# What to work on
(a) According to the profile of Phillip D. Zamore, in what year did he co-found Alnylam Pharmaceuticals?
(b) Reproduce the passage of the Zamore profile from "Involvement with biotechnology" to "for neurodegenerative disorders." word for word.

---------- Document section ----------

Phillip D. Zamore is an American molecular biologist and developed the first in vitro system for studying the mechanism of RNA interference (RNAi). He is the Gretchen Stone Cook Professor of Biomedical Sciences and Professor of Biochemistry and Molecular Pharmacology at University of Massachusetts Chan Medical School, located in Worcester, Massachusetts. Zamore is the chair of the RNA Therapeutics Institute (RTI) at UMass Medical School, established in 2009, and has been a Howard Hughes Medical Institute Investigator since 2008.

Research 
The Zamore lab at the RTI focuses on understanding the underlying processes of RNAi; how small RNAs (miRNA, siRNA, piRNA) are involved in gene regulation networks. In addition to a focus on basic research, the Zamore lab is working to develop novel nucleic acid-based drugs to treat human disease. Dr. Zamore has more than 60,000 citations on Google Scholar.

Biography 
Zamore received his A.B. in biochemistry and molecular biology from Harvard University in Cambridge, Massachusetts, in 1986 and continued graduate studies with Michael Green at Harvard, receiving his Ph.D. in 1992. After completing postdoctoral studies at The Whitehead Institute for Biomedical Research at MIT and the Skirball Institute at New York University Medical Center with Ruth Lehmann, David Bartel, and James R. Williamson, Zamore began his academic career as an assistant professor in the Department of Biochemistry and Molecular Pharmacology in 1999 at UMass Medical School in Worcester, Massachusetts, where he is now the Gretchen Stone Cook Professor of Biomedical Sciences and Professor of Biochemistry and Molecular Pharmacology.

Involvement with biotechnology 
Zamore's research has led to a career in biotechnology, co-founding Alnylam Pharmaceuticals in 2002. Alnylam is dedicated to bringing RNAi based therapies to market and developed the first-ever FDA approved RNAi drug, Patisiran, gaining FDA approval in August 2018.  In 2014, Dr. Zamore co-founded another RNAi based company; Voyager Therapeutics, which focuses on developing therapeutics for neurodegenerative disorders.

---------- Records supplied ----------

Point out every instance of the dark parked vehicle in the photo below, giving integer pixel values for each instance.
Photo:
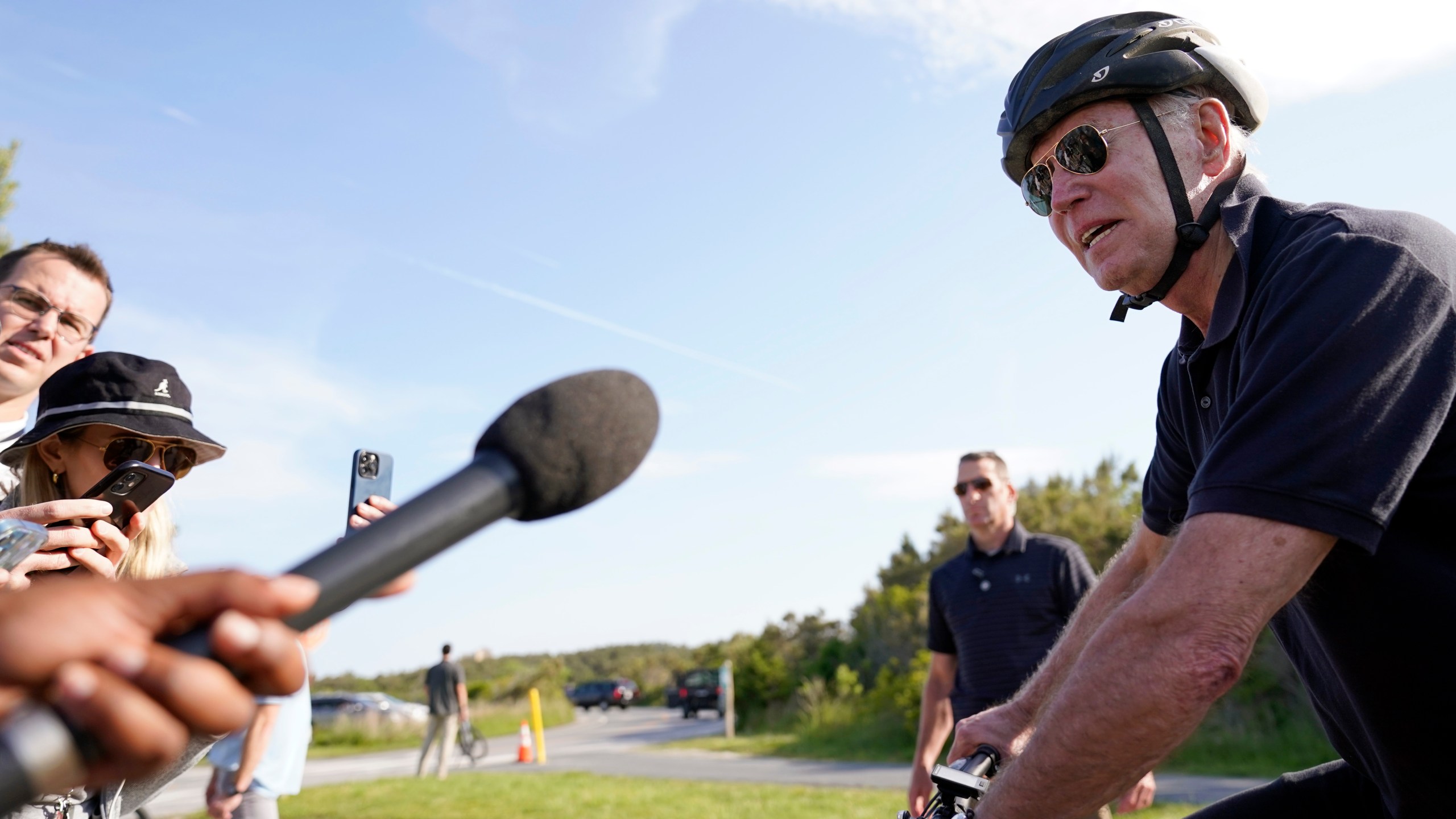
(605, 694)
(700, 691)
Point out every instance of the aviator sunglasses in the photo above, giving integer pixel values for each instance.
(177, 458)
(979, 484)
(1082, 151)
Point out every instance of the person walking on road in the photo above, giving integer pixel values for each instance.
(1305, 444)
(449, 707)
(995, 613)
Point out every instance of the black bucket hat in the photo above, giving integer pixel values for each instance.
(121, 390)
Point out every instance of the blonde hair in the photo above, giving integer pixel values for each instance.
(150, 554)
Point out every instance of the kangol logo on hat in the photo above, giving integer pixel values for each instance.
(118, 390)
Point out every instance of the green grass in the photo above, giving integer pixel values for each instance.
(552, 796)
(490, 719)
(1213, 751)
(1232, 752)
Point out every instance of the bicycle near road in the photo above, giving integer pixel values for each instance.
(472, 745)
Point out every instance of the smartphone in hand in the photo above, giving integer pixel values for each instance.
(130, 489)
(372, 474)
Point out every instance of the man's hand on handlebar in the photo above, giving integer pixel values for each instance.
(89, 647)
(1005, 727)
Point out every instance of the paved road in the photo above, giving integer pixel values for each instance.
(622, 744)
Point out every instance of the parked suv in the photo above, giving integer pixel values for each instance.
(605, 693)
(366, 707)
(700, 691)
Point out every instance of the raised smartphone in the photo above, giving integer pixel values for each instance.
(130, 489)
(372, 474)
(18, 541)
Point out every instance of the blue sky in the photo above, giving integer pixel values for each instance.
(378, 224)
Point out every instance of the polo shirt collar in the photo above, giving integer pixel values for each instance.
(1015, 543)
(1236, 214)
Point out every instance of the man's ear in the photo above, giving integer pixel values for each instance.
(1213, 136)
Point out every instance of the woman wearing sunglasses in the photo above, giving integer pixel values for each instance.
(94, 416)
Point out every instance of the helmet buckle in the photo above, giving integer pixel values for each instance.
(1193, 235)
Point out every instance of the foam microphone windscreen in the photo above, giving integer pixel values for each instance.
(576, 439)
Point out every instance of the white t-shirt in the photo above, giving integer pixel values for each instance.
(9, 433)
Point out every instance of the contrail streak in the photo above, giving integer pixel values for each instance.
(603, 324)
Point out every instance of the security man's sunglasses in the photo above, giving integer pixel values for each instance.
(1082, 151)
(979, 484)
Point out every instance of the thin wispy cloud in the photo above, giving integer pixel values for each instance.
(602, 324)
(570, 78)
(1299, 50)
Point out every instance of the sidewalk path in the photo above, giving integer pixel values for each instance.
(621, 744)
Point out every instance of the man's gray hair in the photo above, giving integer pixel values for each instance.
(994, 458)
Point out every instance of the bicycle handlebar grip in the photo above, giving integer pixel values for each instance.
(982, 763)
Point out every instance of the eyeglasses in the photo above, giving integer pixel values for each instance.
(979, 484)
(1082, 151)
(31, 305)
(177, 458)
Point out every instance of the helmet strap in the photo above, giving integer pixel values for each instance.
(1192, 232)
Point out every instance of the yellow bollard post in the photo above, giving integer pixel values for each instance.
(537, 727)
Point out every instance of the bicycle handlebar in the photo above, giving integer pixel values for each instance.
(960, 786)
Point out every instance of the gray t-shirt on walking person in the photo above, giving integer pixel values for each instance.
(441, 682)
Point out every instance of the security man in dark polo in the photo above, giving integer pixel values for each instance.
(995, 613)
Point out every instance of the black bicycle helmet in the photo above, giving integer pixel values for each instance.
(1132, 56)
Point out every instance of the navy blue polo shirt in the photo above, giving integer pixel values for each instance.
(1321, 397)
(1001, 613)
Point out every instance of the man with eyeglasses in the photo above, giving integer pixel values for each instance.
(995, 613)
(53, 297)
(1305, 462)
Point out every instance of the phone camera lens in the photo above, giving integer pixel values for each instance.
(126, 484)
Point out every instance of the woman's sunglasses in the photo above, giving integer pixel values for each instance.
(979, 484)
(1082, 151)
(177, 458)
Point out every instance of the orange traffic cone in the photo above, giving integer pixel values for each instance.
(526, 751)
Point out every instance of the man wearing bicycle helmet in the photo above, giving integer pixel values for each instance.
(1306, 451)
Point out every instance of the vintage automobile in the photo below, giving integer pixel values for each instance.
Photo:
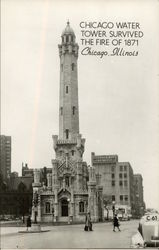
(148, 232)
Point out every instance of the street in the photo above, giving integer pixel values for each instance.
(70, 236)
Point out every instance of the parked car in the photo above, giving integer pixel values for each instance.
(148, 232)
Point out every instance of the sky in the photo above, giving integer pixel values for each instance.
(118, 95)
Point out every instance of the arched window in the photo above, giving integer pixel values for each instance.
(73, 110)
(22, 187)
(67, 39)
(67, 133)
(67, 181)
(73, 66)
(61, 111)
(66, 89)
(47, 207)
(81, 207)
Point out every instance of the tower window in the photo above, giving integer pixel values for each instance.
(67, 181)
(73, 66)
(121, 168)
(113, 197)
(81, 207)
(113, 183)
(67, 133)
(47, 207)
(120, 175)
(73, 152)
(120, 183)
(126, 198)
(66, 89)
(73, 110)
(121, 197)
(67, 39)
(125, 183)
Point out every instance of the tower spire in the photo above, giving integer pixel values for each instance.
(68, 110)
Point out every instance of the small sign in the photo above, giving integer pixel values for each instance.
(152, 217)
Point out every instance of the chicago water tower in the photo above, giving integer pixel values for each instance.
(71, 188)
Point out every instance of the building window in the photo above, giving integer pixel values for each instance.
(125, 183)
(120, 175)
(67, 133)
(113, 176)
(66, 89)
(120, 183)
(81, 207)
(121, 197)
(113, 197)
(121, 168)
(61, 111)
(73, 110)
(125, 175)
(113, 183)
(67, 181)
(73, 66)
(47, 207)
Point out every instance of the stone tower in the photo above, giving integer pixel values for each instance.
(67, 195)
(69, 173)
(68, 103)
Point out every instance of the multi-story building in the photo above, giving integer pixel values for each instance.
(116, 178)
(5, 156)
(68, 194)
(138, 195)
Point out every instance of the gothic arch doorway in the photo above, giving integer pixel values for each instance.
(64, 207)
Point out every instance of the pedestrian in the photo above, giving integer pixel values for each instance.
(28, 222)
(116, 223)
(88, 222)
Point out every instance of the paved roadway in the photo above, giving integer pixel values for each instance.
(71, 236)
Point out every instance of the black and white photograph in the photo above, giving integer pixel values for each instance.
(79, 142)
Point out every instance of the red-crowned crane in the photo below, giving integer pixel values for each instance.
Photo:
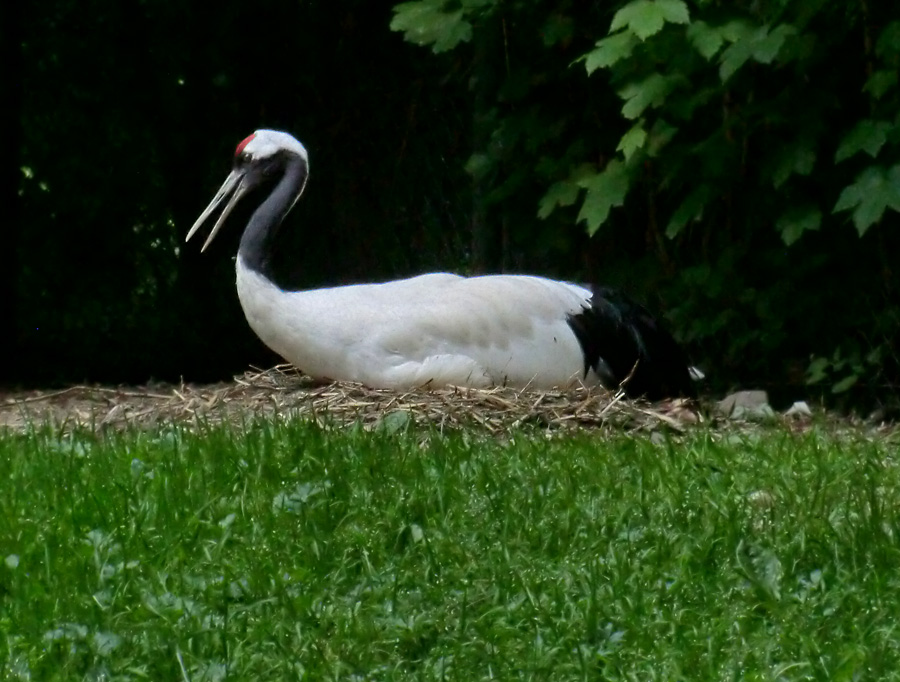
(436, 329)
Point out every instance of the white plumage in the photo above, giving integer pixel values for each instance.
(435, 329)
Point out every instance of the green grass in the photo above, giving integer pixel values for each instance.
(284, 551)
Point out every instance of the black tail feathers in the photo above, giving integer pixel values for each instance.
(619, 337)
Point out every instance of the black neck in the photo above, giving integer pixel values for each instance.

----------

# Answers to the tasks
(a) 2002

(b)
Involvement with biotechnology 
Zamore's research has led to a career in biotechnology, co-founding Alnylam Pharmaceuticals in 2002. Alnylam is dedicated to bringing RNAi based therapies to market and developed the first-ever FDA approved RNAi drug, Patisiran, gaining FDA approval in August 2018.  In 2014, Dr. Zamore co-founded another RNAi based company; Voyager Therapeutics, which focuses on developing therapeutics for neurodegenerative disorders.